PROBLEM REQUIREMENTS
Reproduce the passage on cyber risk and compliance in the GCC word for word, in full.

SOURCE TEXT
* * * * * * *
Within the cyber threat landscape, the cybersecurity risks that are most concerning to organisations over the next 12 months are insufficient data protection measures, and changes to existing data protection laws or introduction of new laws. These issues go hand-inhand, as organisations are often required to disclose to regulators the details of incidents involving data or sensitive information that was exposed or accessed by an unauthorised party. In the last 12 months, 60% of respondents surveyed had to notify due to experiencing some form of a breach involving Personally Identifiable Information (PII). Respondents cited a loss of intellectual property and loss of third-party information as the two most concerning impacts of a potential cyber attack. This is especially concerning considering that 4 out of 5 Chief Strategy Officers agree that their company does not fully understand the risk posed by third parties. 

Within the GCC the compliance environment is becoming increasingly complex. This environment has been developed, in part, because of a symbiotic relationship between financial crime control and state regulation.

On the one hand, there is growing exposure to financial crime and sanctions related risk brought about by a wide range of factors – including digitalization, economic instability, the adoption of new technology, continued supply chain disruptions and rising inflation rates. The increased adoption of digital currencies has led to concern amongst business leaders, with almost 80% of leaders surveyed agreeing that cryptocurrencies have increased the financial system’s exposure to financial crime and sanction risk.
* * * * * * *
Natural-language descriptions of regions
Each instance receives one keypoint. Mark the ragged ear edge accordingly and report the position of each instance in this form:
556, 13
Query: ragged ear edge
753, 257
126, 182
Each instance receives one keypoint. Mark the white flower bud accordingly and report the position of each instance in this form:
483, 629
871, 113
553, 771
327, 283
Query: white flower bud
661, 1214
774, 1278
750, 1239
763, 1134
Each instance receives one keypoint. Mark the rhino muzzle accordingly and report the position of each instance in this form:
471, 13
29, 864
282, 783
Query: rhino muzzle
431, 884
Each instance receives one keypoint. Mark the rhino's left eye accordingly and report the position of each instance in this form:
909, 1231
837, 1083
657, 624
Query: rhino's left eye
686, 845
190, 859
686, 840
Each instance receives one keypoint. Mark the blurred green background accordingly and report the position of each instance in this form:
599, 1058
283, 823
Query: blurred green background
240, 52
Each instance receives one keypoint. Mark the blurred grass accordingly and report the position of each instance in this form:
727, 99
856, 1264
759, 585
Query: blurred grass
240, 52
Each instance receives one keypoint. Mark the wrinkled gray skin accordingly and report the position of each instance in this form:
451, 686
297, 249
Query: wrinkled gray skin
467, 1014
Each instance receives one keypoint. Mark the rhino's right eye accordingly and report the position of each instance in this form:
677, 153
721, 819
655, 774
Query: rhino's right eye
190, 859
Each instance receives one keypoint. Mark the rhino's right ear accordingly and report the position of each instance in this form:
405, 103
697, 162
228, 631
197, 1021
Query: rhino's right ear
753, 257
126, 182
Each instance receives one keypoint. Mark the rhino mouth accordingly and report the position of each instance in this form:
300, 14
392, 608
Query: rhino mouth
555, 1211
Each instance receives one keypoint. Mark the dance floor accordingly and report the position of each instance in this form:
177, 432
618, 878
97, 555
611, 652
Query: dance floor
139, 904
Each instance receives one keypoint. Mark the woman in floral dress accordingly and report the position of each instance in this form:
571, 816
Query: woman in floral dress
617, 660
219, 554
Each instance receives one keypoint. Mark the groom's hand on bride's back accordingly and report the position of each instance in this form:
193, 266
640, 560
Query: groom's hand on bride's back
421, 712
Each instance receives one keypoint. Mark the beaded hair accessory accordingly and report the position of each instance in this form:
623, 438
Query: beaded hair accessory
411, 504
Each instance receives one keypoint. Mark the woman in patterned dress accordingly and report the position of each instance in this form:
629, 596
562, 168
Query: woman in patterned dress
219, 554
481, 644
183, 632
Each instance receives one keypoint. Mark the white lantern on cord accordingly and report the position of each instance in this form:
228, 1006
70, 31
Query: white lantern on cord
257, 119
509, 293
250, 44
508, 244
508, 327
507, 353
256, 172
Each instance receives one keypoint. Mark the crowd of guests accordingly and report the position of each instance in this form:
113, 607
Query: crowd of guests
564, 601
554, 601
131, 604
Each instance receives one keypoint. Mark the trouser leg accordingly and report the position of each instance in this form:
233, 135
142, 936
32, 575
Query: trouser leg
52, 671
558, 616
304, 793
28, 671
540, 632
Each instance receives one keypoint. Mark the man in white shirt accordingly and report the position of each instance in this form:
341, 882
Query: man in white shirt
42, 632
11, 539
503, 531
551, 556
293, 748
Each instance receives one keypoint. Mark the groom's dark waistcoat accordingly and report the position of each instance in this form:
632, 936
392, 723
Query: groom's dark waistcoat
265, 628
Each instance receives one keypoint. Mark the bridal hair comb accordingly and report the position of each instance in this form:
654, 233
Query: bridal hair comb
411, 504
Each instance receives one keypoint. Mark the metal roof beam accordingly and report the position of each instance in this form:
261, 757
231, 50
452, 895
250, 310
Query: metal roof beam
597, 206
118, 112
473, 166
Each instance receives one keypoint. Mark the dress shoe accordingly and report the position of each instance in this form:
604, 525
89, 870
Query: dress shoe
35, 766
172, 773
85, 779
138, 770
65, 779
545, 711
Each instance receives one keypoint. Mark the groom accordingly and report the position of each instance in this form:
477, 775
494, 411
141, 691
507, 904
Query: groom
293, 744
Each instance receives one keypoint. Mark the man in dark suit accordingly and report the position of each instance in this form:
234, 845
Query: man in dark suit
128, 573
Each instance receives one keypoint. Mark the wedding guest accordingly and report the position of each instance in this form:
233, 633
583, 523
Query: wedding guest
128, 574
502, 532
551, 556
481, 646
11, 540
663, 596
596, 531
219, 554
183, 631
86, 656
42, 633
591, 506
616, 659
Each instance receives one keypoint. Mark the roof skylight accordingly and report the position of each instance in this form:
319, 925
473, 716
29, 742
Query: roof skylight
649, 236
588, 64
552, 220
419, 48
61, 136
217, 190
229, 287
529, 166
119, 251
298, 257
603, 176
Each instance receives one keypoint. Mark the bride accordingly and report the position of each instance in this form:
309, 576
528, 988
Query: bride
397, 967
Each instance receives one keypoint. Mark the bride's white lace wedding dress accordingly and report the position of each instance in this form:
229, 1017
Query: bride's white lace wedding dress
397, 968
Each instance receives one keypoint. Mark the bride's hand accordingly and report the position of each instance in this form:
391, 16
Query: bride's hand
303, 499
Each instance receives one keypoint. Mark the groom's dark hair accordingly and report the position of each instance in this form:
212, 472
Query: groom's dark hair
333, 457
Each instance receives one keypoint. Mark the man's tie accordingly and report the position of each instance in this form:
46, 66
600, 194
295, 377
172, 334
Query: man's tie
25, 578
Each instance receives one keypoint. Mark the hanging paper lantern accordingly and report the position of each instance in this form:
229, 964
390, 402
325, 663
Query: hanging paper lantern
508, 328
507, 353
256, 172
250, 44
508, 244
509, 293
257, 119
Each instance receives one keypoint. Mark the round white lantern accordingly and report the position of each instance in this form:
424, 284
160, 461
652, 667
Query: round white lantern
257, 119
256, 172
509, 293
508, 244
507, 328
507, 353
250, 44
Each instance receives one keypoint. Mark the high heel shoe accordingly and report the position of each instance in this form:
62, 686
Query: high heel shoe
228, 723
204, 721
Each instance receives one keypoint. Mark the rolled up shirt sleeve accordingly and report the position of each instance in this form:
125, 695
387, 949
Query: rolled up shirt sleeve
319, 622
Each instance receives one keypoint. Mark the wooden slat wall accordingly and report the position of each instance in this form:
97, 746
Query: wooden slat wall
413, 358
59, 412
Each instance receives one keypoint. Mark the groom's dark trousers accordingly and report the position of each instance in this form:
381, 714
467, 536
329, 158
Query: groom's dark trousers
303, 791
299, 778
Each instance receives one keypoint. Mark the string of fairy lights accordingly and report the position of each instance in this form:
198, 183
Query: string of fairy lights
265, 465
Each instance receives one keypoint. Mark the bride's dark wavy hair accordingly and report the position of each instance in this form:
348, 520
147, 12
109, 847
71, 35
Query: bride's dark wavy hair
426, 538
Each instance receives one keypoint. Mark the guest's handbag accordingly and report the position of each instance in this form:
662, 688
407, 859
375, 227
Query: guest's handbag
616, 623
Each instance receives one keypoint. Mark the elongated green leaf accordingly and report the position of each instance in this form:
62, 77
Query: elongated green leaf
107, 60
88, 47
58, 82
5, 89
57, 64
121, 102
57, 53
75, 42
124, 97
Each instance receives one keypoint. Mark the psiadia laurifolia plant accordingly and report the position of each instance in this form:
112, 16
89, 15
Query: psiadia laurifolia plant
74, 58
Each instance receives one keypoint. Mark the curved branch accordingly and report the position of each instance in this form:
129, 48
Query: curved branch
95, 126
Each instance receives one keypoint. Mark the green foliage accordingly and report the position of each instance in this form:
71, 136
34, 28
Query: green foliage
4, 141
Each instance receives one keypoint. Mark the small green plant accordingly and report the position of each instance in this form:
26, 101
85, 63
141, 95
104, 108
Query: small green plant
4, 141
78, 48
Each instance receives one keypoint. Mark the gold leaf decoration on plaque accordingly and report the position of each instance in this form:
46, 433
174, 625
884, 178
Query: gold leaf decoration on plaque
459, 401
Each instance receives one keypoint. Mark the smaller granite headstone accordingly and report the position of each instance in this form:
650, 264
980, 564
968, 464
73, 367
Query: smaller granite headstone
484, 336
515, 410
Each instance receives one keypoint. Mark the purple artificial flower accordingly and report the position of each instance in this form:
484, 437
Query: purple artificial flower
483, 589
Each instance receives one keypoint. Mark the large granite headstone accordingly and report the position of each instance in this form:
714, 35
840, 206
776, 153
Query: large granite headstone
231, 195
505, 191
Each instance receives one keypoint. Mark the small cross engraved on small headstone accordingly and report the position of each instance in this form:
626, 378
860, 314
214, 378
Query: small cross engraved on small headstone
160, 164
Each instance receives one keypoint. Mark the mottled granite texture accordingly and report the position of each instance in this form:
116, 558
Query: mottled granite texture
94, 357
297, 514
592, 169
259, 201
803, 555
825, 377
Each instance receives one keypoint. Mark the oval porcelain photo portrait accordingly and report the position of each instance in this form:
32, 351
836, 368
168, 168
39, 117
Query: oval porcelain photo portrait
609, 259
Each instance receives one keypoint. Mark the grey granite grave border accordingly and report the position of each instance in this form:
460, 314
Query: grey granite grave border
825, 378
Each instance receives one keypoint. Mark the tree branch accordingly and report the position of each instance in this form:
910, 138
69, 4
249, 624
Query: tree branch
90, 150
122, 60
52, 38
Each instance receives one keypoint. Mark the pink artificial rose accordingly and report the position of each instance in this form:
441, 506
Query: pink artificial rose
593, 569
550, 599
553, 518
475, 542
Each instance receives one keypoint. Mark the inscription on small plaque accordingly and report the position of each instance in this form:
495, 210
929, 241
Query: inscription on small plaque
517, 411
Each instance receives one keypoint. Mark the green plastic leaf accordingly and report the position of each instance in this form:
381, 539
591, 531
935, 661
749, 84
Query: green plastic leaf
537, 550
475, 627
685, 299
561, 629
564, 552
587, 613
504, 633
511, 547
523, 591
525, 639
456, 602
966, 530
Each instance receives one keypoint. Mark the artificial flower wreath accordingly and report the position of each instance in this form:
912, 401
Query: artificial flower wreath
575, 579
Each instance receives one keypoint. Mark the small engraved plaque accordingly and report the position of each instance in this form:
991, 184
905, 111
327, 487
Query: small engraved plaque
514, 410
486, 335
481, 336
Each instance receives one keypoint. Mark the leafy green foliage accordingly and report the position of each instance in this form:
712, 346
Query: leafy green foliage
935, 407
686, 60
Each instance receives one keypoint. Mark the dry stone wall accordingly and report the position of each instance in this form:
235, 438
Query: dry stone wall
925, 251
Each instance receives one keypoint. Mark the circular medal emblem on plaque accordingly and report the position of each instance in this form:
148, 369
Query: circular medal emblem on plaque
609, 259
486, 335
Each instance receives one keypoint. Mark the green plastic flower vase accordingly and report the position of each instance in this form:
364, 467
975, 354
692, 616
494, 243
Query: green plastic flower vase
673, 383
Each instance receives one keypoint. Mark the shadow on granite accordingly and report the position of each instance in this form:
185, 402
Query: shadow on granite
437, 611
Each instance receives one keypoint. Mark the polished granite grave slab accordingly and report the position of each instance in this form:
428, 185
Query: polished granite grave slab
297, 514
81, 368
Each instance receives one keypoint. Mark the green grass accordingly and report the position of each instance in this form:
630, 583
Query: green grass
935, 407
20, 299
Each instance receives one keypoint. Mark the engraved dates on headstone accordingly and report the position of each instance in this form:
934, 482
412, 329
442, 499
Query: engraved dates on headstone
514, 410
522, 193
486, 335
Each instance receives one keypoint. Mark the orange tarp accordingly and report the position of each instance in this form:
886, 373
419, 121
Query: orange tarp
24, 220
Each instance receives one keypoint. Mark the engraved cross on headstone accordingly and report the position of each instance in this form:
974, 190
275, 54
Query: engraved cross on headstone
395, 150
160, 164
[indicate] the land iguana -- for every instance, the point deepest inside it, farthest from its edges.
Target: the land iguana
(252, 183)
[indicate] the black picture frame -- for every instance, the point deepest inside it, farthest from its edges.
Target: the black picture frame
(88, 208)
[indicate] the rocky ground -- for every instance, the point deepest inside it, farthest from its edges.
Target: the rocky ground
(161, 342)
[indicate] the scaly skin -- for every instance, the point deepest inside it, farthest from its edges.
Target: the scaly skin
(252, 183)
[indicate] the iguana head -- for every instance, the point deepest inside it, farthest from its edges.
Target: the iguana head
* * * * * * *
ANSWER BOX
Within the cyber threat landscape, the cybersecurity risks that are most concerning to organisations over the next 12 months are insufficient data protection measures, and changes to existing data protection laws or introduction of new laws. These issues go hand-inhand, as organisations are often required to disclose to regulators the details of incidents involving data or sensitive information that was exposed or accessed by an unauthorised party. In the last 12 months, 60% of respondents surveyed had to notify due to experiencing some form of a breach involving Personally Identifiable Information (PII). Respondents cited a loss of intellectual property and loss of third-party information as the two most concerning impacts of a potential cyber attack. This is especially concerning considering that 4 out of 5 Chief Strategy Officers agree that their company does not fully understand the risk posed by third parties. 

Within the GCC the compliance environment is becoming increasingly complex. This environment has been developed, in part, because of a symbiotic relationship between financial crime control and state regulation.

On the one hand, there is growing exposure to financial crime and sanctions related risk brought about by a wide range of factors – including digitalization, economic instability, the adoption of new technology, continued supply chain disruptions and rising inflation rates. The increased adoption of digital currencies has led to concern amongst business leaders, with almost 80% of leaders surveyed agreeing that cryptocurrencies have increased the financial system’s exposure to financial crime and sanction risk.